**THE TASK**
Extract every line from the entries below that contains the string "rosemary", matching case exactly, and copy each line in full.

**DATA FOR THIS EXERCISE**

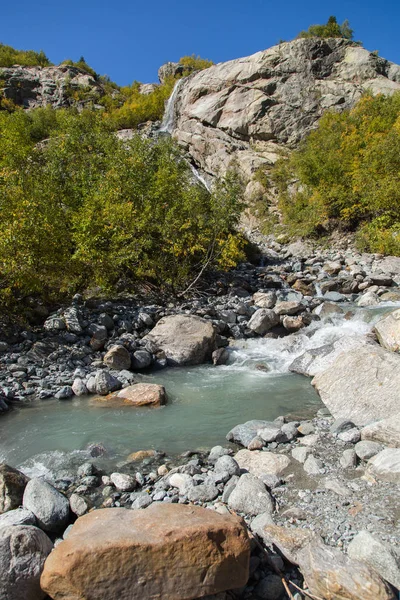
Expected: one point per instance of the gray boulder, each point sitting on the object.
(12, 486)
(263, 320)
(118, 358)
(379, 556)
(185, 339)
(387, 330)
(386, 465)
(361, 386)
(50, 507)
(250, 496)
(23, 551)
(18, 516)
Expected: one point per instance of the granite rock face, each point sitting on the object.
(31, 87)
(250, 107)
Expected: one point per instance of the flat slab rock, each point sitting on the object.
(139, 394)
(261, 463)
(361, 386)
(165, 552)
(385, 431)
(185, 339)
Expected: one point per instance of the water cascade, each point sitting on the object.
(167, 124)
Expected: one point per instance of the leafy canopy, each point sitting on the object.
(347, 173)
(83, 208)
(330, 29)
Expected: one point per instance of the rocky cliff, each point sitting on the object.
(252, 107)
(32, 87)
* * *
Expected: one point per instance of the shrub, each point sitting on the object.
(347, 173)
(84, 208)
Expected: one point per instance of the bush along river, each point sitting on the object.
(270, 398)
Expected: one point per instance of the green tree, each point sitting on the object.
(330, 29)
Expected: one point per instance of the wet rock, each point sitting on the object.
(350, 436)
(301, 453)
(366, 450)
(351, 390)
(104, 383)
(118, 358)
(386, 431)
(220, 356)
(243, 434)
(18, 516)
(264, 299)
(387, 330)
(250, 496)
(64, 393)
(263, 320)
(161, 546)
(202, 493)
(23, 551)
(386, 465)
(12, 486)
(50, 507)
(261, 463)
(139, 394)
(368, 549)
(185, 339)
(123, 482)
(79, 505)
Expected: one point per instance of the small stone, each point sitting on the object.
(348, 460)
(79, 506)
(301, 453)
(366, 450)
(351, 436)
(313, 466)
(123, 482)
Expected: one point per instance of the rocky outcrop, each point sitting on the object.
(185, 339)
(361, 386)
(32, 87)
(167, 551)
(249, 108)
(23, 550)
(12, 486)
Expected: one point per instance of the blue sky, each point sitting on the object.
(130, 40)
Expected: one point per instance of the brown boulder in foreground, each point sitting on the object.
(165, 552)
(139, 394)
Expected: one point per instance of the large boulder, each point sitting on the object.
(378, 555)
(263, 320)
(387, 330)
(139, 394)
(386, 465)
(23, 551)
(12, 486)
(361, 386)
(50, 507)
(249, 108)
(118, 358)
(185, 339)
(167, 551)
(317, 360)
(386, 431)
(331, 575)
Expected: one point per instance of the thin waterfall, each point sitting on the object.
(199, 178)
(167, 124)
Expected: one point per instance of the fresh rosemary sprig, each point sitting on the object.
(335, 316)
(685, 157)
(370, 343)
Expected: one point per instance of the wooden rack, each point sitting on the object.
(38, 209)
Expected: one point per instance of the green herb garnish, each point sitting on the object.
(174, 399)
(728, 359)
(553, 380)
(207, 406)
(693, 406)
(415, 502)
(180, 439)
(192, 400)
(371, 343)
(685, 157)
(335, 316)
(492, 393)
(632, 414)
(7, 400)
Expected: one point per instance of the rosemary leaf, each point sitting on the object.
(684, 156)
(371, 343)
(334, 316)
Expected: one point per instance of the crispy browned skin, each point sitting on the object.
* * *
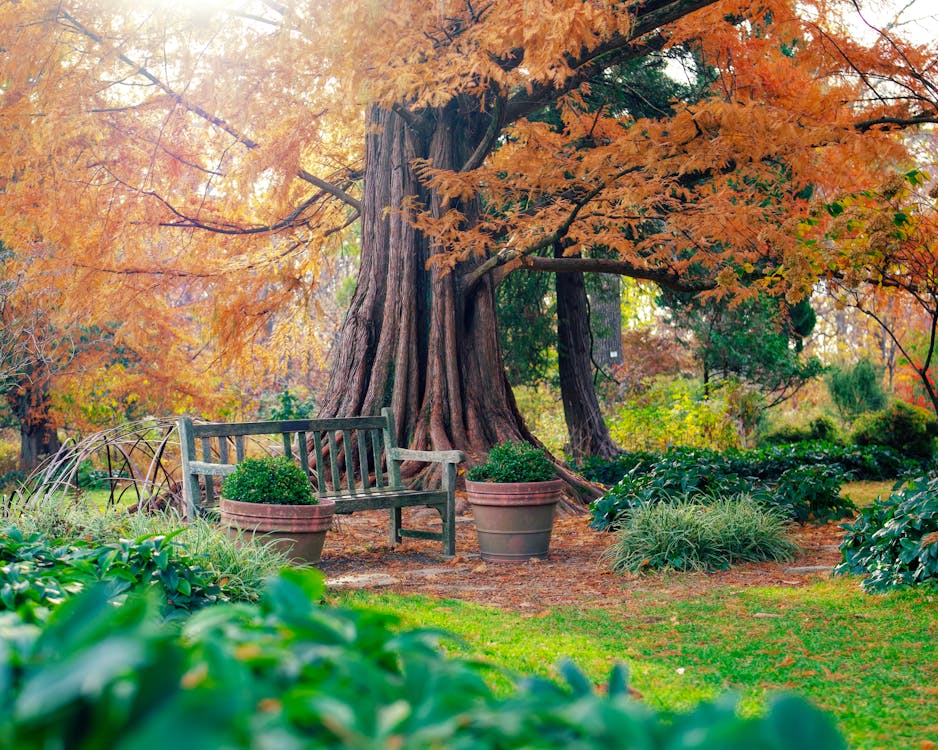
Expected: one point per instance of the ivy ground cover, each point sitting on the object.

**EXERCISE ANSWER**
Expected: one point per instance of the fresh rosemary sprig, each point sitting on the object.
Expected: one point per instance of the rosemary leaf, each point sitting on the object.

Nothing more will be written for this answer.